▶ **EXTRACT PROVIDED**
===============

In 1921, the Historical Committee of the Wenham Village Improvement Society bought the 17th-century Claflin-Richards house at the center of town. They eventually added the museum and "the Barn", which became Burnham Hall. The Wenham Historical Association and Museum became independent from the Village Improvement Society and underwent a major renovation and expansion in 1997.

==Geography==
According to the United States Census Bureau, the town has a total area of 21.1 km2, of which 19.8 km2 is land and 1.2 km2, or 5.91%, is water. It is one of the inland communities within the Metropolitan Area Planning Council's North Shore Task Force, but it is not part of the North Shore in the strictest sense, as it is not on the shore of the Atlantic Ocean (it lies 4 mi north of Massachusetts Bay). Wenham Lake lies within the town and in neighboring Beverly, and several other smaller ponds lie within town. A stretch of the Salem Beverly Waterway Canal passes through town as well, and the southernmost portion of the Ipswich River Wildlife Sanctuary lies in the western part of town.

Wenham is bordered on the south by Beverly, on the east by Manchester-by-the-Sea, on the north by Hamilton, on the northwest by Topsfield, and on the west by Danvers. Wenham lies 6 mi north of Salem and 21 mi north-northeast of Boston.

==Demographics==

As of the census of 2000, there were 4,440 people, 1,285 households, and 957 families residing in the town. The population density was 575.2 PD/sqmi. There were 1,320 housing units at an average density of 171.0 /sqmi. The racial makeup of the town was 97.84% White, 0.43% African American, 0.02% Native American, 1.35% Asian, 0.07% from other races, and 0.29% from two or more races. Hispanic or Latino of any race were 0.59% of the population.

===============

▶ **STUDY MATERIAL**
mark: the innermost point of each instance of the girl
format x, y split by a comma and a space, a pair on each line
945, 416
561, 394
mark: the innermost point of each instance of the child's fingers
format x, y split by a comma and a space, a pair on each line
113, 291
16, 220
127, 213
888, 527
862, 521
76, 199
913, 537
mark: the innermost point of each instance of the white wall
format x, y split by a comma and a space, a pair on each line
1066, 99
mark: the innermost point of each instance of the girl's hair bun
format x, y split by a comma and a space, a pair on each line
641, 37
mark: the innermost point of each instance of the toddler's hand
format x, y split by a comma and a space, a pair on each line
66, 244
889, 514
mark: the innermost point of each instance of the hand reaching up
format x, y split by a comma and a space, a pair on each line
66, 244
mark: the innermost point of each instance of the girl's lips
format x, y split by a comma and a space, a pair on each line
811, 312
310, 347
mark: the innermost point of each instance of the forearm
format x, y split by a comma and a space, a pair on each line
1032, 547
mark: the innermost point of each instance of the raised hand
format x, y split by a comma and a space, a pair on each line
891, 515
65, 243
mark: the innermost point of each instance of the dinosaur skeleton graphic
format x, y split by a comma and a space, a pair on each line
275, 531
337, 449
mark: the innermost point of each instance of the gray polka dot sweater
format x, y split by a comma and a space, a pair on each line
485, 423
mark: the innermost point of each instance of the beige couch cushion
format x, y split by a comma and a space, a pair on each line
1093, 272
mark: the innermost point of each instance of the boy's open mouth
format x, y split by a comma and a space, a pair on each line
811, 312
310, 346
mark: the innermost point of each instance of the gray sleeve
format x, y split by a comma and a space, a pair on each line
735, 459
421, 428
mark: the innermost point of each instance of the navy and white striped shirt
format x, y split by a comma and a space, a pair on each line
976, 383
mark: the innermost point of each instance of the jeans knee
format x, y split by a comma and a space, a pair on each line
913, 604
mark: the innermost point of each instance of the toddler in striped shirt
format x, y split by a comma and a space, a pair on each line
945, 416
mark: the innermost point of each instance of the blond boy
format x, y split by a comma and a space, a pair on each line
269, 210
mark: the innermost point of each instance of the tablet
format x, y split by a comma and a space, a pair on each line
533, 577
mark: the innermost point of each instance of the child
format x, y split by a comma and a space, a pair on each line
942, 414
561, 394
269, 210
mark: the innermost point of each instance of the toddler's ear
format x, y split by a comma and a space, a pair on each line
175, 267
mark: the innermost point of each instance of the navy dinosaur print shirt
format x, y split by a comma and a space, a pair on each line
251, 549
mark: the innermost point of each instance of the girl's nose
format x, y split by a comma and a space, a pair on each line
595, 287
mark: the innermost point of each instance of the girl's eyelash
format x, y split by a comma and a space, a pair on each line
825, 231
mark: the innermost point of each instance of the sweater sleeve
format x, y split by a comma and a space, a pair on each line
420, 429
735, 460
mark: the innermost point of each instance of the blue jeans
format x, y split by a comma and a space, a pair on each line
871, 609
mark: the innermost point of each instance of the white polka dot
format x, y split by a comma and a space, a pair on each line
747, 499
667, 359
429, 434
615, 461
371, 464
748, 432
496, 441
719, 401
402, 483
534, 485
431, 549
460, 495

===============

▶ **EXERCISE INSTRUCTIONS**
**1.** Render this sentence from the Wenham text into Spanish: "Wenham lies 6 mi north of Salem and 21 mi north-northeast of Boston."
**2.** Answer these from the Wenham text:
(a) In what year did the Historical Committee buy the Claflin-Richards house?
(b) Which town borders Wenham on the east?
(c) How many households did the 2000 census count in the town?
The records are not required for any of the work here.

▶ **ANSWERS BY TASK**
**1.** Wenham se encuentra a 6 mi al norte de Salem y a 21 mi al nor-noreste de Boston.

**2.**
(a) 1921
(b) Manchester-by-the-Sea
(c) 1,285